──────── SELECTED PASSAGE ────────

[jsr356-experts] Re: Streaming API: was For Review: v002 API and example code

From: Scott Ferguson <ferg_at_caucho.com>
Date: Tue, 10 Jul 2012 09:02:15 -0700

On 07/10/2012 07:21 AM, Justin Lee wrote:
> I agree with Greg here. The advantage of websockets is the async
> nature and then lends itself well to a callback style interface.
> Trying to shoe horn a blocking API on top of it simply because it's
> what people are used to or it's how the servlet API works are not
> compelling arguments for me at all. Websockets (and the increasingly
> popular SPDY) are fundamentally different ways to communicate and this
> API should reflect that.

The message start is async as the nature of websockets. Reading a
message is not intrinsically async.

It is important to distinguish between the two concepts.

The onMessage() callback and the startMessage() calls are fundamentally
different ways to communicate, including when that onMessage() callback
and startMessage() then use blocking calls to encode/decode the message
contents.

──────── EXCERPTED DATA ────────

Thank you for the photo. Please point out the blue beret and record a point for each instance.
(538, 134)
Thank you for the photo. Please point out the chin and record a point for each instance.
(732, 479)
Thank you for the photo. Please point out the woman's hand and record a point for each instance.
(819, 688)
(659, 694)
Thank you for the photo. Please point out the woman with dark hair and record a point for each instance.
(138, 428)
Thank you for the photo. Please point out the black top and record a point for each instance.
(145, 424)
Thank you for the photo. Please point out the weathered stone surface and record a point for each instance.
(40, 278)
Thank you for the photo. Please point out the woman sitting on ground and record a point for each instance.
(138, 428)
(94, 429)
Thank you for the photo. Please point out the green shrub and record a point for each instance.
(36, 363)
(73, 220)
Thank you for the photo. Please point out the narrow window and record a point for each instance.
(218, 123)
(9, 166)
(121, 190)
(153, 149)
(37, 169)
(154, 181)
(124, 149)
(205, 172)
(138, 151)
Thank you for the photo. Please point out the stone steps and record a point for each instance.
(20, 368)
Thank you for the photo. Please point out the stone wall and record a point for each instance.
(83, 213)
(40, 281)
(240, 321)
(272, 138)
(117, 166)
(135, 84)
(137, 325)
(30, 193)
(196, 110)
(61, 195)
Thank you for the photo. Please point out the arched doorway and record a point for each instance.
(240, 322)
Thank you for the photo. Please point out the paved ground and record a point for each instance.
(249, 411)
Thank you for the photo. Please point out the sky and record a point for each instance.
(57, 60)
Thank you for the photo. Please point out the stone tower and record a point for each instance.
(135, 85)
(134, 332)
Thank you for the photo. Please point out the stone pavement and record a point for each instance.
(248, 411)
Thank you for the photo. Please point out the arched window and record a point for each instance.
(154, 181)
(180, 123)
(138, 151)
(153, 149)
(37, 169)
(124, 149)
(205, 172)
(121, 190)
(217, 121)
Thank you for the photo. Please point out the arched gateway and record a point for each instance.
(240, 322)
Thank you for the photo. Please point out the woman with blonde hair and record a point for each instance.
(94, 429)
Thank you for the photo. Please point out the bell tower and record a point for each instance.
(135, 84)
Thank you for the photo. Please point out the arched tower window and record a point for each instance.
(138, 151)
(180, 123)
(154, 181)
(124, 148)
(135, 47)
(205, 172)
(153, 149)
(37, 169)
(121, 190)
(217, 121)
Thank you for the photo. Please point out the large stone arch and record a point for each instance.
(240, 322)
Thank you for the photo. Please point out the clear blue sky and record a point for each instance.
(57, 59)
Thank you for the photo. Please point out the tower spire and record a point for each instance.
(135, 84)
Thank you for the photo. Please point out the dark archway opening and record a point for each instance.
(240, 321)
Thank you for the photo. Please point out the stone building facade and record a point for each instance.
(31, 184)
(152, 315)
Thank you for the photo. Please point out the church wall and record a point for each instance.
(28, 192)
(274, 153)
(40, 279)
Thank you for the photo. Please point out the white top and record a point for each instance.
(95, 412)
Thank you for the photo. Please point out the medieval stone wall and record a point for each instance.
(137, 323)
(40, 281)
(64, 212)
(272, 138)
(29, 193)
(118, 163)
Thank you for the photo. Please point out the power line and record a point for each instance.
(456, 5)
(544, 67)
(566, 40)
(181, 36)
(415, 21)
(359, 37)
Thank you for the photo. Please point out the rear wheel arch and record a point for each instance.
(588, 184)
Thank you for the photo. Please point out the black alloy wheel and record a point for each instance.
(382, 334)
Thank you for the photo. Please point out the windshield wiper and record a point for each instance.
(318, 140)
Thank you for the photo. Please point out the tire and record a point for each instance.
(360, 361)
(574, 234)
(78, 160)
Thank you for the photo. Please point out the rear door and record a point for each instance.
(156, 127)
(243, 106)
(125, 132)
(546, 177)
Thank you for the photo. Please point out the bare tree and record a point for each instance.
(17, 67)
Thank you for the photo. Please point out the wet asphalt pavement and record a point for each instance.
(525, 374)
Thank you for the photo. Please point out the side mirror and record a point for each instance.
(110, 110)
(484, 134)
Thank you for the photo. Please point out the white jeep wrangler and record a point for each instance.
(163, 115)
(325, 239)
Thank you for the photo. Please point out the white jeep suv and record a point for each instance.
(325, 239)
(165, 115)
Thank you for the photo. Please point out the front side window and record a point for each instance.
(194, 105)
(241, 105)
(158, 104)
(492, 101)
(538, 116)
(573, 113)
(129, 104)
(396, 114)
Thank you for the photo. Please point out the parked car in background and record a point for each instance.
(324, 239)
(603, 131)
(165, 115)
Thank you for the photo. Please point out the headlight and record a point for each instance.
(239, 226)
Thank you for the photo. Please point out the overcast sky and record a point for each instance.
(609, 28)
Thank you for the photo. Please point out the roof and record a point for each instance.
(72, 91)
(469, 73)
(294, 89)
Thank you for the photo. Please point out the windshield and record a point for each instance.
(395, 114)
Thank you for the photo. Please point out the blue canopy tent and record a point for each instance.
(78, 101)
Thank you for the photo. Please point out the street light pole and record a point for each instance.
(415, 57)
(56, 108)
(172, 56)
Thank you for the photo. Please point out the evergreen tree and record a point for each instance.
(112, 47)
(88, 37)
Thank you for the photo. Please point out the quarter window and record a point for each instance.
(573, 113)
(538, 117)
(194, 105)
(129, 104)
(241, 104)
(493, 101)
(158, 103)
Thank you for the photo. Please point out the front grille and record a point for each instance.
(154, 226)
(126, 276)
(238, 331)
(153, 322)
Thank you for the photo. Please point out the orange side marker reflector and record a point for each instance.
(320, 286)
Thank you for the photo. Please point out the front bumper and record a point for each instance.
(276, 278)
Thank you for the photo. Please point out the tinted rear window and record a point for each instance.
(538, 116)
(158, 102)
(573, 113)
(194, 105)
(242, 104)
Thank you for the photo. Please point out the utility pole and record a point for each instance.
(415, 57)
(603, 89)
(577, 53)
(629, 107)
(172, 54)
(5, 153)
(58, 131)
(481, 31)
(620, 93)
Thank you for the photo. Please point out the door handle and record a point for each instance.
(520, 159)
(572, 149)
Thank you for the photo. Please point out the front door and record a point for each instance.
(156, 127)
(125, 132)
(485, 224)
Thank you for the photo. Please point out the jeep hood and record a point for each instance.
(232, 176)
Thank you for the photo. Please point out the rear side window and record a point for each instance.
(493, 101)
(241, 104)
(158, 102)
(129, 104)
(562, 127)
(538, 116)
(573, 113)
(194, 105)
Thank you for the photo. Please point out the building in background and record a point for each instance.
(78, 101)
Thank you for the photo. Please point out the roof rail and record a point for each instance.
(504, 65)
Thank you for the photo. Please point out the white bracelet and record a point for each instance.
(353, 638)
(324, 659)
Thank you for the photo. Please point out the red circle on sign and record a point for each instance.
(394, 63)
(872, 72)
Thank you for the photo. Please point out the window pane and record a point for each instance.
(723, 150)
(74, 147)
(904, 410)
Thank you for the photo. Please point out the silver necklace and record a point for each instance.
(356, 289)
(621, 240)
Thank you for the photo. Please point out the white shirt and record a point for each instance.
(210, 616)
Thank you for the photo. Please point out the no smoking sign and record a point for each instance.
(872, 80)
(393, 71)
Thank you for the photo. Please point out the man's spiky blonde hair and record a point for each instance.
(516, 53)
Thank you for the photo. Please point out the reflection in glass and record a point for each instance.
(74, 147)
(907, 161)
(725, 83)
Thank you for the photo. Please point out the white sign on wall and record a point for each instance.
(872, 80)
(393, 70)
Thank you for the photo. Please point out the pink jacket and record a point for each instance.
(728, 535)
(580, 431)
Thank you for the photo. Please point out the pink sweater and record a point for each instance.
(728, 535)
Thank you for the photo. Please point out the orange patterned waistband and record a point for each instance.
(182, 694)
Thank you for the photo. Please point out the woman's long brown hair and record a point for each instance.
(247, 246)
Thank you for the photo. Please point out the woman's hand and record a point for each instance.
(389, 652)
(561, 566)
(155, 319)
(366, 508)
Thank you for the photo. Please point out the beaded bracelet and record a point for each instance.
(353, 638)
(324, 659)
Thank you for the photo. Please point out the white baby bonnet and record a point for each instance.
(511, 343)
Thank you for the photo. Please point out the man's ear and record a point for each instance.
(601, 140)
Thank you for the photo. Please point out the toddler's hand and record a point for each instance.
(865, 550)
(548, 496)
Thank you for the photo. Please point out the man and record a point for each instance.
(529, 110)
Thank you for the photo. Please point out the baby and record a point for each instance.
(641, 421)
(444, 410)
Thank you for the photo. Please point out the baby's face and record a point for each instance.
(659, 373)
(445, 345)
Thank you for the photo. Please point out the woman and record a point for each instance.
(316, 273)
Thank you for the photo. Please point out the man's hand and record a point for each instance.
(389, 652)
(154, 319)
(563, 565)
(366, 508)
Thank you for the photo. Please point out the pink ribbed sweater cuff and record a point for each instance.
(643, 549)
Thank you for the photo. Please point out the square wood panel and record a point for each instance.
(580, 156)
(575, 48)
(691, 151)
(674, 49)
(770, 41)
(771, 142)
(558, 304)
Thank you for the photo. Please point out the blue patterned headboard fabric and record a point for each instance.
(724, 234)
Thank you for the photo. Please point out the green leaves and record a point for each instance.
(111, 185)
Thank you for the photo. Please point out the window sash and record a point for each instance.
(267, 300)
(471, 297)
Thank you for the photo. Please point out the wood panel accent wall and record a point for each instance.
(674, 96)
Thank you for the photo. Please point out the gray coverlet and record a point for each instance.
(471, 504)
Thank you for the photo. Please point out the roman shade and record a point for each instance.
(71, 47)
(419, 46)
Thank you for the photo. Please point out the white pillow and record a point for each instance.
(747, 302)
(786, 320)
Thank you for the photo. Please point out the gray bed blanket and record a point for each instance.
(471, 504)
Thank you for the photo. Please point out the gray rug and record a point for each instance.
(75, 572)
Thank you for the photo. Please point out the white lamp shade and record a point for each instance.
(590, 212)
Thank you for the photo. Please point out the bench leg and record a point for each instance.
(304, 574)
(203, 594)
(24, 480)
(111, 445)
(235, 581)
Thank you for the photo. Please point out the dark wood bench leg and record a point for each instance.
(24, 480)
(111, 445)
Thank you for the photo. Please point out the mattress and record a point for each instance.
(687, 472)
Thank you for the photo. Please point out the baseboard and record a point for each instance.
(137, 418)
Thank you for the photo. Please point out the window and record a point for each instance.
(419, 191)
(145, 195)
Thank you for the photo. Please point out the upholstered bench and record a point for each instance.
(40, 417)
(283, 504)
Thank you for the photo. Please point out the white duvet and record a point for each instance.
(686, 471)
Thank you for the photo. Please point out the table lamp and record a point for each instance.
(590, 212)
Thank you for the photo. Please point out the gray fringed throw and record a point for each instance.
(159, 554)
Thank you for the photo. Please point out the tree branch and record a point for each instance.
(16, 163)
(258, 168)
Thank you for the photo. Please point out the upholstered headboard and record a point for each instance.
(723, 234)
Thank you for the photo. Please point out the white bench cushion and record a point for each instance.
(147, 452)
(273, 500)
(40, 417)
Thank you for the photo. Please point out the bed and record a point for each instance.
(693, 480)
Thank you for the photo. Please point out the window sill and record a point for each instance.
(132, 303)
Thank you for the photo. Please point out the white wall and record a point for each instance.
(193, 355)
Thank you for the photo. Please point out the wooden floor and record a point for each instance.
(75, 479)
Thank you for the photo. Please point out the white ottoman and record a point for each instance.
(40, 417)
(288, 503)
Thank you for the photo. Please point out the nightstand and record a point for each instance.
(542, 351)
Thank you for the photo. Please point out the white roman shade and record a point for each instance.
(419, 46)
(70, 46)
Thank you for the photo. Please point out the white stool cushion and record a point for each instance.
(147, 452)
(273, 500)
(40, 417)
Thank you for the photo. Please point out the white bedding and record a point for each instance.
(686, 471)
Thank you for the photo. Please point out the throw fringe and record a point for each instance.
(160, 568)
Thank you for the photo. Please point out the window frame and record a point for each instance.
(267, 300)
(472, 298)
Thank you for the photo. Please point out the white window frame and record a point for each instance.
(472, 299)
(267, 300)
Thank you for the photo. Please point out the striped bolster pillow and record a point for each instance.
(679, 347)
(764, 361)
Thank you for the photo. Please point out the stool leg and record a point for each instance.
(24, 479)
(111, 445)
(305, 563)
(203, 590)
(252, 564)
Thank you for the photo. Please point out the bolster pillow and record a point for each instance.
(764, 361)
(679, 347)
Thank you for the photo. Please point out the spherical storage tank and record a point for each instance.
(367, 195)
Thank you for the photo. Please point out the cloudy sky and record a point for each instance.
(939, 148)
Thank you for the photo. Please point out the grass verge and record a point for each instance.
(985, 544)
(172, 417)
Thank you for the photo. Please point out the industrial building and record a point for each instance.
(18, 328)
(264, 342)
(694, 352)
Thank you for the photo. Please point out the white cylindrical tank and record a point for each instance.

────────

● GIVEN TASK
Please write out the part of the WebSocket mailing-list post that begins with the words containing "[jsr356-experts] Re: Streaming" and ends with "callback style interface.".

● TASK ANSWER
[jsr356-experts] Re: Streaming API: was For Review: v002 API and example code

From: Scott Ferguson <ferg_at_caucho.com>
Date: Tue, 10 Jul 2012 09:02:15 -0700

On 07/10/2012 07:21 AM, Justin Lee wrote:
> I agree with Greg here. The advantage of websockets is the async
> nature and then lends itself well to a callback style interface.